STATED EXERCISE A: Return the passage of the post about Dick Cheney that starts at "Monday, May 25, 2009" and ends at "it never happened.", copied word for word.

TEXT BLOCK:
Monday, May 25, 2009

Cheney Unbound

I’ve been happy to see Dick Cheney taking the lead in contradicting the presidential/media libels about torture and the enhanced interrogations of the al Qaeda terrorists. For years I wished the Bush administration would put Cheney out there as a spokesman to explain Iraq and what we were doing to stop domestic terrorism, but it never happened.

For all the partisan emotion he draws from the left, Cheney is an outstanding speaker. Better, forensically, than President Obama, who speaks in airy generalities and is allergic to facts. For example, Obama said about Gitmo, “We are cleaning up something that is quite simply - a mess - a misguided experiment that has left in its wake a flood of legal challenges.”

Which really is just so much bullshit. The mess was created when Obama paid off an I.O.U. to Daily Kos by ordering Gitmo closed within a year. Even Senator Jim Webb, who hates Bush’s guts, said Gitmo was an “appropriate facility” that should stay open to try these cases.

[Point placement listing]
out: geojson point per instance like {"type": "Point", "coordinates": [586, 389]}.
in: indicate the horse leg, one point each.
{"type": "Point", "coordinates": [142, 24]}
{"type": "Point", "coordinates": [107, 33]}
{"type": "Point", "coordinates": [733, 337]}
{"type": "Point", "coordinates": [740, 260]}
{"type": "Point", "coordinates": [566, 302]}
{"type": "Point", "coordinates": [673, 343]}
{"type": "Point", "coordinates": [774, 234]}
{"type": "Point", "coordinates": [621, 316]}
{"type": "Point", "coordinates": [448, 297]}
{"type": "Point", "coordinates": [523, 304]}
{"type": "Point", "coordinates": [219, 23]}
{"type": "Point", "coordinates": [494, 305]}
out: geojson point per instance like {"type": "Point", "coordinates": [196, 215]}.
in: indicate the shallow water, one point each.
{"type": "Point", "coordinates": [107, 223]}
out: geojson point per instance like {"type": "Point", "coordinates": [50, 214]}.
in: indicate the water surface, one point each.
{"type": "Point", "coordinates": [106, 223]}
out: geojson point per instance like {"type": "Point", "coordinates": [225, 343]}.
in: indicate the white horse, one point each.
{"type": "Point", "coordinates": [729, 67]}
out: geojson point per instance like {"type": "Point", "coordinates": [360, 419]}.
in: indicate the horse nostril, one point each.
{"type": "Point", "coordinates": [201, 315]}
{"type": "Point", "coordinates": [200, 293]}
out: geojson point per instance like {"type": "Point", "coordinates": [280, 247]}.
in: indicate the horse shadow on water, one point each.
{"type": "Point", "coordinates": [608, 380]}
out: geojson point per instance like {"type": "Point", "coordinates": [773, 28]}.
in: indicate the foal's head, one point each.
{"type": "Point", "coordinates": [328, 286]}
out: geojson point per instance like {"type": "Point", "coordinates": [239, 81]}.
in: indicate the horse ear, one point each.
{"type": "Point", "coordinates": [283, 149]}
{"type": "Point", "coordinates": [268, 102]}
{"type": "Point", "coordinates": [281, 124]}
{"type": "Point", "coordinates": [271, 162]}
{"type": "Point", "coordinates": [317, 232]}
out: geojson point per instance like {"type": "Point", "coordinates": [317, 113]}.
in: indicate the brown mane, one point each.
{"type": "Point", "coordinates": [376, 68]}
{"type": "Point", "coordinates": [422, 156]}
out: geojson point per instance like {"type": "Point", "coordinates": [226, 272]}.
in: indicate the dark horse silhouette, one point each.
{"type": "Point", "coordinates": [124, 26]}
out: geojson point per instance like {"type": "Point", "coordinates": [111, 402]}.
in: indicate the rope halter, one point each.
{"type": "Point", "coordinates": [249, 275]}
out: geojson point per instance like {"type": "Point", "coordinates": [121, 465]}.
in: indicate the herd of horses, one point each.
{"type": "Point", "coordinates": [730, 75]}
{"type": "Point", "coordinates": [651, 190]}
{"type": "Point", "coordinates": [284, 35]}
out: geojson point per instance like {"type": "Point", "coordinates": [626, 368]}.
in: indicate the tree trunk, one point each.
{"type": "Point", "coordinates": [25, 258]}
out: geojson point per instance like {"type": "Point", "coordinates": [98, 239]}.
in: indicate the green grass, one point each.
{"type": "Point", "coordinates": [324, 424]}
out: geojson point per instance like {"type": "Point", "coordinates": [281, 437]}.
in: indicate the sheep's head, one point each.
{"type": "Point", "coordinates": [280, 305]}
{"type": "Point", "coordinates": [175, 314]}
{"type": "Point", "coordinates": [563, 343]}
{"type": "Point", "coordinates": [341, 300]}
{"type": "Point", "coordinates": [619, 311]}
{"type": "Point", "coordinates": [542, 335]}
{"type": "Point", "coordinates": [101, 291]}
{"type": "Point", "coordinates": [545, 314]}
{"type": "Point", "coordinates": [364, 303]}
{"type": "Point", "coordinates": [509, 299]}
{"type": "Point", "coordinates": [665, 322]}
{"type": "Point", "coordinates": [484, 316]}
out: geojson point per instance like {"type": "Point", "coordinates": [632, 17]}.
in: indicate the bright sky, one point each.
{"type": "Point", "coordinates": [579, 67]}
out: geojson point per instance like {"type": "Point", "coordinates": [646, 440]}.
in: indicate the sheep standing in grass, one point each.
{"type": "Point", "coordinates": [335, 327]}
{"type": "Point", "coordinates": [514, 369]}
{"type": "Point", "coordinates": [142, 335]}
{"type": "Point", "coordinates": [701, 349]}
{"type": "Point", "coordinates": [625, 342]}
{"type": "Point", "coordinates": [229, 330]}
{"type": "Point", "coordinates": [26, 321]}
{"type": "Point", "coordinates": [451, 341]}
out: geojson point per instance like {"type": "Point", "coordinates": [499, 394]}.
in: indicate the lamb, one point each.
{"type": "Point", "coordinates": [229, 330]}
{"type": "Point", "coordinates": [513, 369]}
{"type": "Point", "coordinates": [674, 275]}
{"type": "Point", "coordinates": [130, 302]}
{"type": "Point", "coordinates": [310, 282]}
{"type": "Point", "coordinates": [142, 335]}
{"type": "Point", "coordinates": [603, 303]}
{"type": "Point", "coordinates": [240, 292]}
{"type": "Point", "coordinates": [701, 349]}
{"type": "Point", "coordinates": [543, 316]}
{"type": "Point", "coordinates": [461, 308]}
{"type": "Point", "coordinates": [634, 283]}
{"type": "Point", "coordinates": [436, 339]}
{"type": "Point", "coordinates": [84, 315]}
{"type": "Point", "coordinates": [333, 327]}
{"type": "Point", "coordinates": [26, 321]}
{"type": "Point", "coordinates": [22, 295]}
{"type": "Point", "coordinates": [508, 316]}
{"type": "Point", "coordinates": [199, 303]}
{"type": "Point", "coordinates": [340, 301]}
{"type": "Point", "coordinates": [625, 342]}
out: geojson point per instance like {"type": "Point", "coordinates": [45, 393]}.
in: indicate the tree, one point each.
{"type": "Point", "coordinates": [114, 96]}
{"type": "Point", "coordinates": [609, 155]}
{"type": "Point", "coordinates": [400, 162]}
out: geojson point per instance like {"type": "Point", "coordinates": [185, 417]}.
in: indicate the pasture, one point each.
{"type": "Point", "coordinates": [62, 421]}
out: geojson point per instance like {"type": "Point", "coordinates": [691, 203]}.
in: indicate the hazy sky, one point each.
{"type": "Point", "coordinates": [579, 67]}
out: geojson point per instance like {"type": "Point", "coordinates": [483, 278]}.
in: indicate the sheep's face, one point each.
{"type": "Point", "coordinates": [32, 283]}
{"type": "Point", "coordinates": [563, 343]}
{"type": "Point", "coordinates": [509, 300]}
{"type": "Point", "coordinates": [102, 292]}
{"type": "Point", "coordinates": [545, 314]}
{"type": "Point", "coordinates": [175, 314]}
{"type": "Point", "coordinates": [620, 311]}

STATED EXERCISE B: Collect every line of the listing that contains the string "water", treating uppercase and lowercase as different.

FINISHED ANSWER A:
Monday, May 25, 2009

Cheney Unbound

I’ve been happy to see Dick Cheney taking the lead in contradicting the presidential/media libels about torture and the enhanced interrogations of the al Qaeda terrorists. For years I wished the Bush administration would put Cheney out there as a spokesman to explain Iraq and what we were doing to stop domestic terrorism, but it never happened.

FINISHED ANSWER B:
in: indicate the shallow water, one point each.
in: indicate the water surface, one point each.
in: indicate the horse shadow on water, one point each.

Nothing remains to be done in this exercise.